__Excerpt provided__:

·····

Background T cells in the tumor micro-environment require TCR/MHC engagement and co-stimulatory receptor engagement to achieve complete activation. Solid tumors often lack expression of CD28 ligands, so we hypothesized that activation of CD28 signaling could be beneficial in solid tumors. We designed tumor-associated-antigen (TAA) x CD28 bispecific antibodies that conditionally costimulate CD28 only in the presence of TAA and TCR engagement. Clinical application of this class of antibodies has potential to enhance activity of either anti-PD(L)1 antibodies or TAA x CD3 T cell engagers.

Methods We designed a stability and affinity optimized anti-CD28 antibody that can be paired with TAA of choice to engage CD28 monovalently using Xencor’s XmAb 2+1 and 1+1 platforms. In vitro T cell activation with these bispecifics was measured by T cell proliferation, cytokine production, and cytotoxicity, in co-cultures of human cancer cell lines mixed with primary human CD3-stimulated T cells. In vitro activity was validated in a CMV recall assay measuring CMV+ T cell proliferation of CMV+ PBMC co-cultured with cancer cell lines ectopically treated with pp65-derived NLV-peptide. In vivo anti-tumor and T cell proliferative activity of B7H3 x CD28 bispecific antibodies were determined in tumor-bearing huPBMC-NSG mice treated simultaneously with TAA x CD3 bispecific antibody. In vivo activity of PDL1 x CD28 antibodies was determined with hCD28 KI mice inoculated with MC38 tumors expressing hPDL1-antigen. Finally, safety and tolerability of B7H3 x CD28 and PDL1 x CD28 was determined in cynomolgus monkeys.

·····

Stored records

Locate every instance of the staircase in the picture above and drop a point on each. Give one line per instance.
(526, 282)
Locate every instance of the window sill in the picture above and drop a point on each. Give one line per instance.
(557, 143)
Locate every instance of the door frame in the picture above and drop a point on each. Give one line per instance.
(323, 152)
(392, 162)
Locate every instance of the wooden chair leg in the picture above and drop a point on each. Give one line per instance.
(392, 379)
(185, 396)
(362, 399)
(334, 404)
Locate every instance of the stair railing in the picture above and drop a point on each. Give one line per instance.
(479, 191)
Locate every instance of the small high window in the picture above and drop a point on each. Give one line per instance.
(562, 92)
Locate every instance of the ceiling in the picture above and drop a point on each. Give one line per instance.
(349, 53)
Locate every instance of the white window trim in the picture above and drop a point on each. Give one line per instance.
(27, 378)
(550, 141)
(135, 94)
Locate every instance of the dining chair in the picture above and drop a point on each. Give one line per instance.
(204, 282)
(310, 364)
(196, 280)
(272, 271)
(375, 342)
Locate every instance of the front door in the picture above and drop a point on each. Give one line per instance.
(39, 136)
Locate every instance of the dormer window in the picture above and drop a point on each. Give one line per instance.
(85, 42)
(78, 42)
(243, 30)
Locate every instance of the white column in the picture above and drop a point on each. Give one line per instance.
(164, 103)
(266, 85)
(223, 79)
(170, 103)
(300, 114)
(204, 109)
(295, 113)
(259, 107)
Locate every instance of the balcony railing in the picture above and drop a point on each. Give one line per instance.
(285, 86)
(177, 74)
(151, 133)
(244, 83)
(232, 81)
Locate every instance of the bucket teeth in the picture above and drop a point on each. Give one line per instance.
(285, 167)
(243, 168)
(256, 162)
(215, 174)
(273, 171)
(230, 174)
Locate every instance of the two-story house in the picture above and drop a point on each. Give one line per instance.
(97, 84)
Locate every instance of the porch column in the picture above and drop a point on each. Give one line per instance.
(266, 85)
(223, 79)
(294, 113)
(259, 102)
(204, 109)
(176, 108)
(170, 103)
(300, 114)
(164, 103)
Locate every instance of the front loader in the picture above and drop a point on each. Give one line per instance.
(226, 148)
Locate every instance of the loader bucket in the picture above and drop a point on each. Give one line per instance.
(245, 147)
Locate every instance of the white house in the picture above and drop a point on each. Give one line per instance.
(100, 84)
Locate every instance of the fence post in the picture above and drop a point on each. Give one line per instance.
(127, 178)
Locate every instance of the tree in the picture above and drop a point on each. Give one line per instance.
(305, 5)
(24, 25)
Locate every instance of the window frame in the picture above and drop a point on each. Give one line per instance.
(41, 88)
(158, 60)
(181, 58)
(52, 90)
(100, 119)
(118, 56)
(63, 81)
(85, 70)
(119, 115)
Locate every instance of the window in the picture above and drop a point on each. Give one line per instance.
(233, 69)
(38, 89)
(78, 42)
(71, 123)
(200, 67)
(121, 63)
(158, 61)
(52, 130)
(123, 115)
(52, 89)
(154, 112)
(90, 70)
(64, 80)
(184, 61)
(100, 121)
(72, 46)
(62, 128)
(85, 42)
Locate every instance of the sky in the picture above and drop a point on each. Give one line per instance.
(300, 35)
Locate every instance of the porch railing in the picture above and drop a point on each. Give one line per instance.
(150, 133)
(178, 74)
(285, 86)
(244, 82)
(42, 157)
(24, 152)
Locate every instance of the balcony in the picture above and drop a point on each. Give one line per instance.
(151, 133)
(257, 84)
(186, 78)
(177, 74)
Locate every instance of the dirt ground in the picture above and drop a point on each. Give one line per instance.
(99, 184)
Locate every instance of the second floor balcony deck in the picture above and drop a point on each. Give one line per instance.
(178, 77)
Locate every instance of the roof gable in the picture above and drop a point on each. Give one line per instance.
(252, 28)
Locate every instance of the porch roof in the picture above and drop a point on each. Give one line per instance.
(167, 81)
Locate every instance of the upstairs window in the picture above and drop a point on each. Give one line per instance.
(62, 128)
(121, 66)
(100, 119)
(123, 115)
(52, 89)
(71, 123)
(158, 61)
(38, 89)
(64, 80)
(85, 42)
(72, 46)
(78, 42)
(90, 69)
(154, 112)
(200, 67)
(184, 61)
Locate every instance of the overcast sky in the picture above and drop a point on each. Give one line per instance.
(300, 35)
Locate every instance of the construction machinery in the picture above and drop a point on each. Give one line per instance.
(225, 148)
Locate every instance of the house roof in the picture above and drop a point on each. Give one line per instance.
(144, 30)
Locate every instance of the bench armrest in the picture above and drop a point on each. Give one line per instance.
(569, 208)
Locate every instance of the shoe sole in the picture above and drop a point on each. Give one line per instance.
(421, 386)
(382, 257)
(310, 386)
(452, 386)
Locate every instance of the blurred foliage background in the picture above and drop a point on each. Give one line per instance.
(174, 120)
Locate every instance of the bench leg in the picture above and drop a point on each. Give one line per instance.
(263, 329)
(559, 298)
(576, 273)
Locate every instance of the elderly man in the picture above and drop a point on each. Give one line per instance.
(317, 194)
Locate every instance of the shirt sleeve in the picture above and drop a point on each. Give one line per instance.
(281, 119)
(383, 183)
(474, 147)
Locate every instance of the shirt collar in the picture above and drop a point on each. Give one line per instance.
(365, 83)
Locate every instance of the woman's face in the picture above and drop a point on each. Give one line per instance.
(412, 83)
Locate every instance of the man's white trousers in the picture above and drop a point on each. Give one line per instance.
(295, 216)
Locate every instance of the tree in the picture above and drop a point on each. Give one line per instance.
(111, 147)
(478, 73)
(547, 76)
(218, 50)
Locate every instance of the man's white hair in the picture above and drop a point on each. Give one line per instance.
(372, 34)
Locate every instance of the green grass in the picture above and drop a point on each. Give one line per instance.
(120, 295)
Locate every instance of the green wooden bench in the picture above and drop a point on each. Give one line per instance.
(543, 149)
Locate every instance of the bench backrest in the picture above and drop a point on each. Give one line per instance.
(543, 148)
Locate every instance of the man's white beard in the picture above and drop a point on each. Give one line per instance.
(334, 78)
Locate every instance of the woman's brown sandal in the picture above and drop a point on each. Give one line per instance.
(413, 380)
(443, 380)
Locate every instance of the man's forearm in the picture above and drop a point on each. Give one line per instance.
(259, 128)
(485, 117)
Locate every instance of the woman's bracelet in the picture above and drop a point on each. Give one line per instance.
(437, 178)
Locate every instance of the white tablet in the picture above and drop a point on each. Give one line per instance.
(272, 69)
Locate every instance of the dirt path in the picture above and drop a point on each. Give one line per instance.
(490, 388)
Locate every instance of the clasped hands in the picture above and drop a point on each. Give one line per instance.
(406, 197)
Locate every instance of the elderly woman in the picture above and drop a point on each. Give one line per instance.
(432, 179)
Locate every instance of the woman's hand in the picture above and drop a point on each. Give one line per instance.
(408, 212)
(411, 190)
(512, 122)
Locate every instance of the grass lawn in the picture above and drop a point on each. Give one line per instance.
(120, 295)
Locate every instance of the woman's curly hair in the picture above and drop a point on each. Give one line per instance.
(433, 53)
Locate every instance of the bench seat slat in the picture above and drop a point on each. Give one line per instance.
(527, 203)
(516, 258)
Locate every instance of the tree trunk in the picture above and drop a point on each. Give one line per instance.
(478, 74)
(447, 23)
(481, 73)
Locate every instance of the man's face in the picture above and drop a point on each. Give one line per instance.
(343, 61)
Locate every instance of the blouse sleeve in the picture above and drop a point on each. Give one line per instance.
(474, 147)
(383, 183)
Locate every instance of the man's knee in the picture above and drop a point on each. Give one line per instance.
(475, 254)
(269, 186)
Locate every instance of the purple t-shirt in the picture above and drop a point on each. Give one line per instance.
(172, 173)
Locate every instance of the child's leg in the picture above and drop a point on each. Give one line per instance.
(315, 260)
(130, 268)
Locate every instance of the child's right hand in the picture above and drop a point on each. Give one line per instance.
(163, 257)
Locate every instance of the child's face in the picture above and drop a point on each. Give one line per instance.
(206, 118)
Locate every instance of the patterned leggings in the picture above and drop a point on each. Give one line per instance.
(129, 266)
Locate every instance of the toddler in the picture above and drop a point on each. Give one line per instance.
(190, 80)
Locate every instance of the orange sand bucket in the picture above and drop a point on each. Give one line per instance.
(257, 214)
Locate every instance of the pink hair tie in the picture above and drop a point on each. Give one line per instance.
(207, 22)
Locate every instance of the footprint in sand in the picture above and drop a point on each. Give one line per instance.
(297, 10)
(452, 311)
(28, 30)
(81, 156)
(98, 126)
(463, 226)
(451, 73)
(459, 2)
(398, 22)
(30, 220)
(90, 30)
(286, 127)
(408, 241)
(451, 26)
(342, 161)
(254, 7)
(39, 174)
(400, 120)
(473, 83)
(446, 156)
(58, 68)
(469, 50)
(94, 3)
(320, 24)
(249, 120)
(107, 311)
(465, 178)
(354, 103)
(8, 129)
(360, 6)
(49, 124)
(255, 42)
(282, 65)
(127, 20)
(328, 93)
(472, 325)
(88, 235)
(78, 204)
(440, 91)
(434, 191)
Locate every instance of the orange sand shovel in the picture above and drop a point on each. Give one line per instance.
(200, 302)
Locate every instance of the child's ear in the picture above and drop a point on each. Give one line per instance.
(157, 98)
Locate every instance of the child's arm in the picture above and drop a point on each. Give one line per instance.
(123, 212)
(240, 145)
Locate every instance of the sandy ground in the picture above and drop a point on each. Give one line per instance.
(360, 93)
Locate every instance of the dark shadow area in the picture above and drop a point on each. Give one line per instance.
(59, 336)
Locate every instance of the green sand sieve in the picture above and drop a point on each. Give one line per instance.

·····

__Requirement 1__:
From the CD28 antibody abstract, extract the text between "Background T cells" and "T cell engagers.", inclusive.
__Requirement 2__:
Answer these questions from the CD28 antibody abstract:
(a) What do solid tumors often lack expression of?
(b) Which platforms are used to engage CD28 monovalently?
(c) In which animals were safety and tolerability determined?
The listing is separate material and is not part of the CD28 antibody abstract.

__Solution 1__:
Background T cells in the tumor micro-environment require TCR/MHC engagement and co-stimulatory receptor engagement to achieve complete activation. Solid tumors often lack expression of CD28 ligands, so we hypothesized that activation of CD28 signaling could be beneficial in solid tumors. We designed tumor-associated-antigen (TAA) x CD28 bispecific antibodies that conditionally costimulate CD28 only in the presence of TAA and TCR engagement. Clinical application of this class of antibodies has potential to enhance activity of either anti-PD(L)1 antibodies or TAA x CD3 T cell engagers.

__Solution 2__:
(a) CD28 ligands.
(b) Xencor's XmAb 2+1 and 1+1 platforms.
(c) Cynomolgus monkeys.